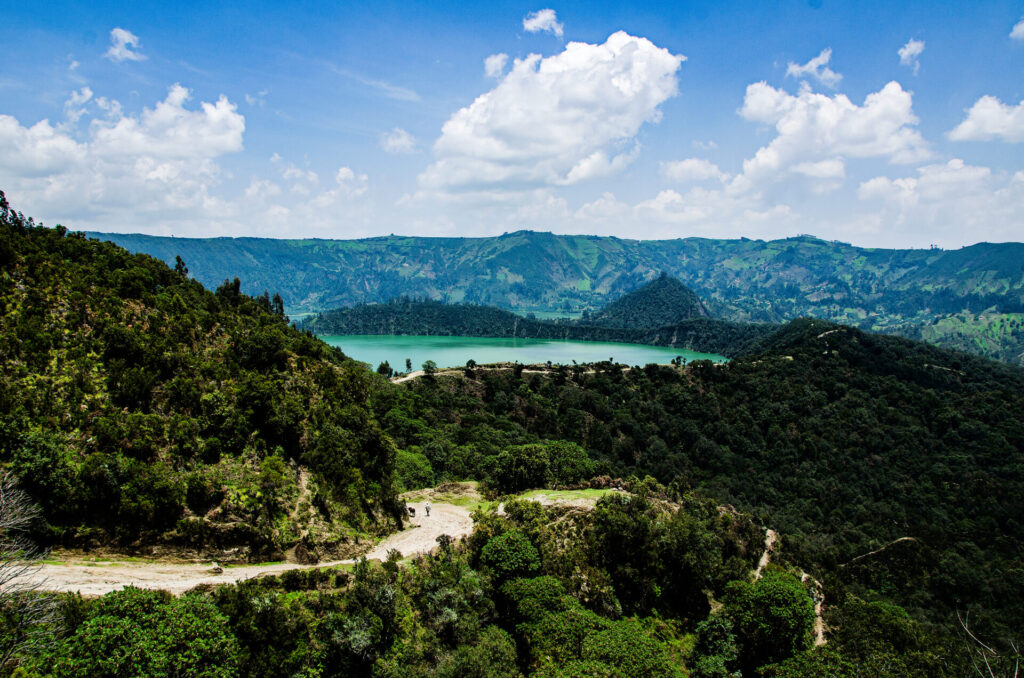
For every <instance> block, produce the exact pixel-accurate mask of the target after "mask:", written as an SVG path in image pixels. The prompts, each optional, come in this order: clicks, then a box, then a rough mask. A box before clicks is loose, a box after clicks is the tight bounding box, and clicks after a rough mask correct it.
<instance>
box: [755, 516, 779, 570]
mask: <svg viewBox="0 0 1024 678" xmlns="http://www.w3.org/2000/svg"><path fill="white" fill-rule="evenodd" d="M776 542H778V533H777V532H775V531H774V529H766V531H765V552H764V553H762V554H761V559H760V560H758V568H757V569H755V570H754V581H757V580H759V579H761V575H763V574H764V569H765V567H767V566H768V563H769V562H771V556H772V554H774V553H775V543H776Z"/></svg>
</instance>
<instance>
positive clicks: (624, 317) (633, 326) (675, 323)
mask: <svg viewBox="0 0 1024 678" xmlns="http://www.w3.org/2000/svg"><path fill="white" fill-rule="evenodd" d="M707 315H708V310H707V309H706V308H705V307H703V304H702V303H700V299H699V298H698V297H697V295H695V294H693V291H692V290H690V289H689V288H687V287H686V286H685V285H683V284H682V283H680V282H679V281H678V280H676V279H675V278H670V277H669V276H667V274H665V273H664V272H663V273H662V274H660V276H658V277H657V278H655V279H654V280H653V281H651V282H650V283H647V284H646V285H643V286H641V287H640V288H638V289H636V290H634V291H633V292H629V293H627V294H624V295H623V296H621V297H620V298H617V299H615V300H614V301H612V302H611V303H609V304H608V305H607V306H605V307H604V308H602V309H601V310H599V311H597V312H596V313H592V314H591V313H588V314H586V315H585V316H584V323H585V324H587V325H596V326H599V327H610V328H630V329H635V330H650V329H655V328H664V327H669V326H671V325H679V324H681V323H685V322H686V321H688V320H690V319H691V317H701V316H707Z"/></svg>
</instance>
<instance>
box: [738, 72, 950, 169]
mask: <svg viewBox="0 0 1024 678" xmlns="http://www.w3.org/2000/svg"><path fill="white" fill-rule="evenodd" d="M911 103H912V101H911V96H910V93H909V92H907V91H905V90H904V89H903V88H902V87H900V85H899V83H897V82H890V83H889V84H887V85H886V86H885V87H883V88H882V89H881V90H879V91H878V92H872V93H870V94H868V95H867V96H866V97H865V98H864V103H863V104H862V105H857V104H856V103H854V102H852V101H851V100H850V99H849V98H848V97H847V96H846V95H845V94H836V95H835V96H826V95H824V94H818V93H814V92H811V91H809V90H806V89H805V90H802V91H801V92H800V93H799V94H796V95H795V94H790V93H788V92H785V91H783V90H780V89H775V88H774V87H772V86H770V85H768V84H767V83H765V82H760V83H755V84H753V85H750V86H749V87H748V88H746V96H745V98H744V99H743V107H742V109H740V112H739V113H740V115H741V116H742V117H743V118H745V119H746V120H751V121H753V122H759V123H763V124H767V125H774V126H775V130H776V132H777V135H776V136H775V138H774V139H772V141H771V142H770V143H769V144H768V145H766V146H764V147H762V149H760V150H759V151H758V152H757V153H756V154H755V156H754V157H753V158H750V159H748V160H745V161H744V162H743V175H744V177H743V178H745V179H748V180H751V181H755V182H757V181H761V180H765V179H771V178H773V177H775V176H778V175H779V174H780V173H782V172H784V171H786V170H790V169H794V170H795V171H798V172H800V173H803V174H805V175H809V176H818V177H821V176H828V177H830V178H835V177H838V176H842V159H843V158H844V157H850V158H872V157H873V158H887V159H888V160H889V161H890V162H894V163H911V162H918V161H922V160H925V159H927V158H928V157H929V156H930V152H929V150H928V144H927V143H926V142H925V139H924V137H922V135H921V132H919V131H918V130H916V129H914V128H913V125H916V123H918V118H916V116H914V115H913V110H912V105H911ZM822 161H824V164H821V163H822ZM808 163H811V164H808ZM797 167H800V169H796V168H797Z"/></svg>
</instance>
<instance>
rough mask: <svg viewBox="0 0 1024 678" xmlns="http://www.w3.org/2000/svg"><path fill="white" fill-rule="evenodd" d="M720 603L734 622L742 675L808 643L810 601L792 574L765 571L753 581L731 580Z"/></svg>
mask: <svg viewBox="0 0 1024 678" xmlns="http://www.w3.org/2000/svg"><path fill="white" fill-rule="evenodd" d="M723 603H724V611H725V613H726V615H727V616H728V617H729V618H730V619H731V620H732V621H733V623H734V624H735V629H736V636H737V638H738V640H739V644H740V653H739V658H740V667H741V669H742V671H743V675H748V674H750V675H754V672H755V671H756V670H757V669H758V668H759V667H762V666H764V665H766V664H775V663H778V662H782V661H784V660H786V659H788V658H791V656H793V655H794V654H797V653H799V652H802V651H803V650H805V649H807V648H808V647H810V644H811V630H812V629H813V627H814V602H813V601H812V600H811V597H810V595H808V593H807V589H805V588H804V585H803V584H802V583H801V582H800V580H799V579H797V578H796V577H794V576H793V575H788V574H784V573H769V574H768V575H766V576H765V577H763V578H762V579H760V580H758V581H757V582H755V583H754V584H749V583H746V582H732V583H730V584H729V585H728V586H727V587H726V593H725V599H724V600H723Z"/></svg>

## Instruction:
Present every line of the rows above as a numbered list, skipping blank lines and leaving out the picture.

## Response for this exercise:
1. For every <instance> block, produce the exact pixel-accurate mask of the target after "mask:", written as an SVG path in image pixels. The prompts, each optional, come in this order: clicks, then a box, then a rough mask. A box before clicks is loose, a box after clicks is the tight bounding box, and clicks after a rough mask correct it.
2. <instance>
3. box: [755, 516, 779, 570]
4. mask: <svg viewBox="0 0 1024 678" xmlns="http://www.w3.org/2000/svg"><path fill="white" fill-rule="evenodd" d="M776 542H778V533H777V532H775V531H774V529H766V531H765V552H764V553H762V554H761V559H760V560H758V568H757V569H755V570H754V581H757V580H759V579H761V575H763V574H764V569H765V567H767V566H768V563H769V562H771V556H772V554H774V553H775V543H776Z"/></svg>
5. </instance>
6. <instance>
7. positive clicks: (624, 317) (633, 326) (675, 323)
8. mask: <svg viewBox="0 0 1024 678" xmlns="http://www.w3.org/2000/svg"><path fill="white" fill-rule="evenodd" d="M707 315H708V310H707V309H706V308H705V307H703V304H702V303H700V299H699V298H698V297H697V295H695V294H693V291H692V290H690V289H689V288H687V287H686V286H685V285H683V284H682V283H680V282H679V281H678V280H676V279H675V278H670V277H669V276H667V274H665V273H664V272H663V273H662V274H660V276H658V277H657V278H655V279H654V280H653V281H651V282H650V283H647V284H646V285H643V286H641V287H640V288H638V289H636V290H634V291H633V292H629V293H627V294H624V295H623V296H621V297H620V298H617V299H615V300H614V301H612V302H611V303H609V304H608V305H607V306H605V307H604V308H602V309H601V310H599V311H597V312H596V313H592V314H591V313H588V314H586V315H585V316H584V323H585V324H587V325H596V326H599V327H610V328H630V329H635V330H650V329H655V328H664V327H669V326H671V325H679V324H681V323H685V322H686V321H688V320H690V319H691V317H701V316H707Z"/></svg>
9. </instance>
10. <instance>
11. box: [738, 72, 950, 169]
12. mask: <svg viewBox="0 0 1024 678" xmlns="http://www.w3.org/2000/svg"><path fill="white" fill-rule="evenodd" d="M911 103H912V101H911V96H910V93H909V92H907V91H905V90H904V89H903V88H902V87H900V85H899V83H897V82H890V83H889V84H887V85H886V86H885V87H883V88H882V89H881V90H879V91H878V92H872V93H870V94H868V95H867V96H866V97H865V98H864V103H863V104H862V105H857V104H856V103H854V102H852V101H851V100H850V99H849V98H848V97H847V96H846V95H845V94H836V95H835V96H826V95H824V94H818V93H814V92H811V91H809V90H806V89H805V90H802V91H801V92H800V93H799V94H796V95H795V94H790V93H788V92H785V91H783V90H780V89H775V88H774V87H772V86H770V85H768V84H767V83H765V82H760V83H755V84H753V85H750V86H749V87H748V88H746V96H745V98H744V99H743V107H742V109H740V112H739V113H740V115H741V116H742V117H743V118H745V119H746V120H751V121H753V122H759V123H763V124H767V125H774V126H775V130H776V132H777V135H776V136H775V138H774V139H772V141H771V142H770V143H769V144H768V145H766V146H764V147H762V149H760V150H759V151H758V152H757V153H756V154H755V156H754V157H753V158H750V159H748V160H745V161H744V162H743V175H744V177H743V178H745V179H748V180H751V181H755V182H757V181H761V180H765V179H771V178H773V177H775V176H778V175H779V174H780V173H782V172H784V171H786V170H790V169H794V170H795V171H798V172H800V173H803V174H805V175H809V176H818V177H821V176H828V177H830V178H835V177H838V176H842V159H843V158H844V157H850V158H872V157H873V158H887V159H888V160H889V161H890V162H894V163H911V162H918V161H922V160H925V159H927V158H928V157H929V156H930V152H929V150H928V144H927V143H926V142H925V139H924V137H922V135H921V132H919V131H918V130H916V129H914V128H913V125H916V123H918V118H916V116H914V115H913V110H912V105H911ZM822 161H824V164H821V163H822ZM808 163H811V164H808ZM797 167H800V169H796V168H797Z"/></svg>
13. </instance>
14. <instance>
15. rough mask: <svg viewBox="0 0 1024 678" xmlns="http://www.w3.org/2000/svg"><path fill="white" fill-rule="evenodd" d="M720 603L734 622L742 675L808 643L810 601L792 574L765 571L753 581L731 580Z"/></svg>
16. mask: <svg viewBox="0 0 1024 678" xmlns="http://www.w3.org/2000/svg"><path fill="white" fill-rule="evenodd" d="M723 603H724V611H725V613H726V615H727V616H728V617H729V618H730V619H731V620H732V621H733V623H734V624H735V629H736V636H737V638H738V640H739V644H740V653H739V658H740V667H741V669H742V671H743V675H748V674H750V675H754V672H755V671H756V670H757V669H758V668H759V667H762V666H764V665H766V664H775V663H778V662H782V661H784V660H786V659H788V658H791V656H793V655H794V654H797V653H799V652H802V651H803V650H805V649H807V648H808V647H810V644H811V630H812V629H813V627H814V602H813V601H812V600H811V597H810V595H808V593H807V589H805V588H804V585H803V584H802V583H801V582H800V580H799V579H797V578H796V577H794V576H793V575H788V574H784V573H769V574H768V575H766V576H765V577H763V578H762V579H760V580H758V581H757V582H755V583H754V584H749V583H746V582H732V583H730V584H729V585H728V586H727V587H726V593H725V599H724V600H723Z"/></svg>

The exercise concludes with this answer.